■ **DATA RECORDS**:
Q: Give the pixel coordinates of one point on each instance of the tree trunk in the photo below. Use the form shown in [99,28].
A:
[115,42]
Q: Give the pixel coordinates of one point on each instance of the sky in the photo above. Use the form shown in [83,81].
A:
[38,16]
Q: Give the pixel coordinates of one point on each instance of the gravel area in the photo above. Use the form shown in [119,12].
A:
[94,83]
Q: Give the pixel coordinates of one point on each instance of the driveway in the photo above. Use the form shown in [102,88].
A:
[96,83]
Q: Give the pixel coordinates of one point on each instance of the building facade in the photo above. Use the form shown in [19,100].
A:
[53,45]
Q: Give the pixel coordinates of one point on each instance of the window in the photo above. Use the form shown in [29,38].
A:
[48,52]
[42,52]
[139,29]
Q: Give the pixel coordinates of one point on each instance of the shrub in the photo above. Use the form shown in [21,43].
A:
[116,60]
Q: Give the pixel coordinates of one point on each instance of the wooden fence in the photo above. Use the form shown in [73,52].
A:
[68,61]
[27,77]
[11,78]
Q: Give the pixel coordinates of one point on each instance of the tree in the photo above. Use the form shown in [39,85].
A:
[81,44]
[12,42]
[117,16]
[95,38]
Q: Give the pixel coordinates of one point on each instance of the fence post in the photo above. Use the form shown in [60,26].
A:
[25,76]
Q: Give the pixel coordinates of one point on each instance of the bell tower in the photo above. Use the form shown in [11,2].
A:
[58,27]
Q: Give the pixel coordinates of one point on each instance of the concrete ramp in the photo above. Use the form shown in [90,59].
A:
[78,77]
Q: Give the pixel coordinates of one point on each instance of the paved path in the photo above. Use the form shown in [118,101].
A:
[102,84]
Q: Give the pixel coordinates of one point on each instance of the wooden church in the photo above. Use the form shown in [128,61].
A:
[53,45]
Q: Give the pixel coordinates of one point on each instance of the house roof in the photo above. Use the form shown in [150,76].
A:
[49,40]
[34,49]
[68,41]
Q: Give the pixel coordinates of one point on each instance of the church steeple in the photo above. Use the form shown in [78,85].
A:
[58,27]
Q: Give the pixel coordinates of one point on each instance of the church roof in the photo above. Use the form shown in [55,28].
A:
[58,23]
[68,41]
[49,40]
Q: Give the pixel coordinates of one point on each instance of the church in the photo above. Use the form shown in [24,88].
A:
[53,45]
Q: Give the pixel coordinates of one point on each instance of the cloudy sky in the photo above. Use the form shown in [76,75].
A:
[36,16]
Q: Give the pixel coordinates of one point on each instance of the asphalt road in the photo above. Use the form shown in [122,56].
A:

■ **EXERCISE**: Render every line of the listing above as a JSON list of strings, one string per line, omitting any blank lines.

■ **THE RESULT**:
[
  "Q: Give the pixel coordinates of one point on each instance of the tree trunk in the photo below. Use the form shown in [99,28].",
  "A:",
  "[115,42]",
  "Q: Give the pixel coordinates of one point on each instance of the sky in the photo above. Use the form shown in [83,81].",
  "A:",
  "[38,16]",
  "Q: Give the pixel coordinates of one point on each instance of the gravel area in the photo above. Use the form shown in [119,12].",
  "A:",
  "[94,83]",
  "Q: Give the pixel coordinates of one point on each instance of the driveway in the photo above. Use the form shown in [102,88].",
  "A:",
  "[96,83]",
  "Q: Give the pixel coordinates of one point on each instance of the building facade in the photo above. Use the form shown in [19,100].",
  "A:",
  "[53,45]",
  "Q: Give the pixel coordinates of one point on each instance of the window in the photo above. Use the form shown in [29,38].",
  "A:",
  "[48,52]",
  "[42,52]",
  "[139,29]",
  "Q: Give the pixel coordinates of one point on each instance of the shrub in the photo above. Use the form shown in [21,43].",
  "A:",
  "[116,60]",
  "Q: Give the pixel coordinates of one point on each instance of the wooden fence in the photo above. Use the form shown in [73,52].",
  "A:",
  "[68,61]",
  "[27,77]",
  "[11,78]",
  "Q: Give the pixel coordinates of one point on each instance of the tree in the photo above. Use the form shown in [39,85].",
  "A:",
  "[81,44]",
  "[12,42]",
  "[117,16]",
  "[95,38]",
  "Q: Give the pixel coordinates of one point on each instance of the fence post in the photo above. Use the form shown in [60,26].",
  "A:",
  "[25,76]",
  "Q: Give the pixel coordinates of one point on each instance of the bell tower in the photo above. Use the form shown in [11,2].",
  "A:",
  "[58,27]",
  "Q: Give the pixel coordinates of one point on each instance of the concrete ramp in the photo above. Use the form shown in [90,59].",
  "A:",
  "[78,77]",
  "Q: Give the pixel coordinates of one point on each instance of the paved path in the photo above. Use the form shown in [118,101].",
  "A:",
  "[102,84]",
  "Q: Give the pixel coordinates of one point on each instance of the wooden church in the photo above. Use the form shown in [128,61].",
  "A:",
  "[53,45]",
  "Q: Give the pixel coordinates of one point on each instance of the house roof in the photo above. Use the form shown in [150,76].",
  "A:",
  "[49,40]",
  "[34,49]",
  "[68,41]",
  "Q: Give the pixel coordinates of one point on each instance of the church steeple in the photo above. Use the form shown in [78,85].",
  "A:",
  "[58,27]",
  "Q: Give the pixel coordinates of one point on each instance of the church roof in the photo above. Use the form shown in [55,28].",
  "A:",
  "[58,23]",
  "[68,41]",
  "[49,40]",
  "Q: Give the pixel coordinates of one point on each instance of the church in the photo above. Use the form shown in [24,88].",
  "A:",
  "[53,45]",
  "Q: Give the pixel coordinates of one point on each instance of the cloudy sky in the photo above. Use the form shown in [76,75].",
  "A:",
  "[36,16]",
  "Q: Give the pixel coordinates of one point on each instance of the asphalt road in the photo above. Use the form shown in [122,56].",
  "A:"
]